--- Start of Extracted information ---

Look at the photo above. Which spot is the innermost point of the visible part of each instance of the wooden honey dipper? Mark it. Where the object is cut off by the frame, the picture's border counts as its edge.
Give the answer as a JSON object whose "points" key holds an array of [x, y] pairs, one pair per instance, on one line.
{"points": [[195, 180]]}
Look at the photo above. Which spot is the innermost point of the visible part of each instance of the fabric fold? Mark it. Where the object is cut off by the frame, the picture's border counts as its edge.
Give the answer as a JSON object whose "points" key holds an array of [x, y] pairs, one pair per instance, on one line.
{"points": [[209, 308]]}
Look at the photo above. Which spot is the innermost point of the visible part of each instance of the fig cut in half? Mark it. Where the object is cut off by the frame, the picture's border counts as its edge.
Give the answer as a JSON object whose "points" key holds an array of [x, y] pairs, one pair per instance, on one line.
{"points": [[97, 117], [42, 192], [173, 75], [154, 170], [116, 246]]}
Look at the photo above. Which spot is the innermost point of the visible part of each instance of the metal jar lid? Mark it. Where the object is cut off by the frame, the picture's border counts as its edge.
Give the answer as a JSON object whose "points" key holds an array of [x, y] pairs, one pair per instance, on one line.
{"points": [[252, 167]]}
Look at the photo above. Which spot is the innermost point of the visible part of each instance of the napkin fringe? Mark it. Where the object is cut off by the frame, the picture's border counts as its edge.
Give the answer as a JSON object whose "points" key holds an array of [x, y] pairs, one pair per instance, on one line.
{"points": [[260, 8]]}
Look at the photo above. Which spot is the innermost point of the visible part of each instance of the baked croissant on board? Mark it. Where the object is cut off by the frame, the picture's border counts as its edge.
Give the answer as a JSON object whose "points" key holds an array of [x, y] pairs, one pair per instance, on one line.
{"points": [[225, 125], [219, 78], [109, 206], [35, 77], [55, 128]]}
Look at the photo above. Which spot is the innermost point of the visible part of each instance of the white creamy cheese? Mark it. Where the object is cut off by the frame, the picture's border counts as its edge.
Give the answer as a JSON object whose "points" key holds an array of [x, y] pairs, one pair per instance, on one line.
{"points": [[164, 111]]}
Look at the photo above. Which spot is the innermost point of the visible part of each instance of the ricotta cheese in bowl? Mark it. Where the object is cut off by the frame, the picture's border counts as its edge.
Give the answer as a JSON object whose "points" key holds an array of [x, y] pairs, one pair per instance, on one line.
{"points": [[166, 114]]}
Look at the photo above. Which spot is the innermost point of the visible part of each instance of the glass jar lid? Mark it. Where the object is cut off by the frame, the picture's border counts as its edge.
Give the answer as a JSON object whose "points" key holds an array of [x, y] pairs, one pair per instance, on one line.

--- End of Extracted information ---

Copy word for word the part of the records that opens with the line containing "of the ricotta" and closes with the last line of the records, including both of those lines.

Written solution ->
Look at the photo above. Which spot is the innermost point of the visible part of each instance of the ricotta cheese in bowl? Mark it. Where the object is cut off by the frame, the picture's border counts as its edge.
Give the answer as a JSON object whose "points" key holds an array of [x, y] pairs, one pair per instance, on one line.
{"points": [[166, 114]]}
Look at the photo above. Which spot is the innermost point of the visible part of each instance of the glass jar lid? Mark it. Where the object is cut off by the frame, the picture's border counts as its edge.
Give the answer as a JSON object whose "points" key holds an array of [x, y] pairs, one pair per instance, on one line.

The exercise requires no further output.